Last week when the Rev. Al Sharpton and talk show host Tavis Smiley got into a very heated argument on the radio, Mr. Smiley resorted more than once to a variation of this phrase: "I love you, Reverend Al, and there's nothing you or anyone can do about it."
Judging by the intensity of their back-and-forth, no one in their right mind would think Tavis Smiley truly "loves" Al Sharpton, or vice versa, even though the phrase was repeated several times for emphasis. If this is "love," it sounds like the kind that will soon need a restraining order.
Before the week was over, former White House green jobs czar Van Jones used a similar phrase to describe his "love" for Glenn Beck, the talk show host who led the media campaign that forced him to resign.
"To my fellow countryman, Mr. Glenn Beck," Mr. Jones said to a smattering of applause and laughter at the NAACP Image Awards last Friday.
"I see you and I love you, brother," Mr. Jones said while accepting the NAACP Image Award. "I love you, and you cannot do anything about it. I love you and you cannot do anything about it. Let's be one country. ... Let's get the job done."
Not to be outdone, Glenn Beck tweeted a response to Mr. Jones' declaration of undying affection: "I love you too, Glad to all live in one country. Will it be the founders' country ... ?"
Who started this pernicious trend of saying you love someone you really can't stand? While it's true that Jesus insisted that we love our enemies, he regularly referred to the Pharisees and the Sadducees as "vipers' brood," "white-washed sepulchers," and, during less charitable moments, "children of the devil."

■ **JOB A**: Update the column between "Judging by the" and "him to resign.", inclusive, replacing "czar" with "adviser".

■ **DATA EXCERPTS**:
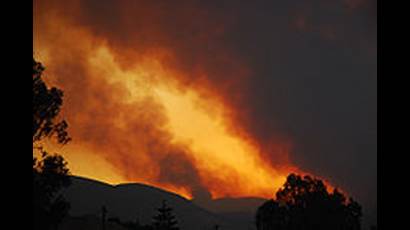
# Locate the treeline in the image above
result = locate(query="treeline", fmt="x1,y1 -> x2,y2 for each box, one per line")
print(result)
33,58 -> 377,230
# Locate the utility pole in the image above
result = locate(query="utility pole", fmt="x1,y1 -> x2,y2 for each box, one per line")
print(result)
101,205 -> 107,230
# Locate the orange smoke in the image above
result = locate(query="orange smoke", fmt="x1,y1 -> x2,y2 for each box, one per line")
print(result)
34,1 -> 334,198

■ **JOB B**: How many lines of the records contain the string "above"? Reply with the number only.

■ **FINAL RESULT A**:
Judging by the intensity of their back-and-forth, no one in their right mind would think Tavis Smiley truly "loves" Al Sharpton, or vice versa, even though the phrase was repeated several times for emphasis. If this is "love," it sounds like the kind that will soon need a restraining order.
Before the week was over, former White House green jobs adviser Van Jones used a similar phrase to describe his "love" for Glenn Beck, the talk show host who led the media campaign that forced him to resign.

■ **FINAL RESULT B**: 3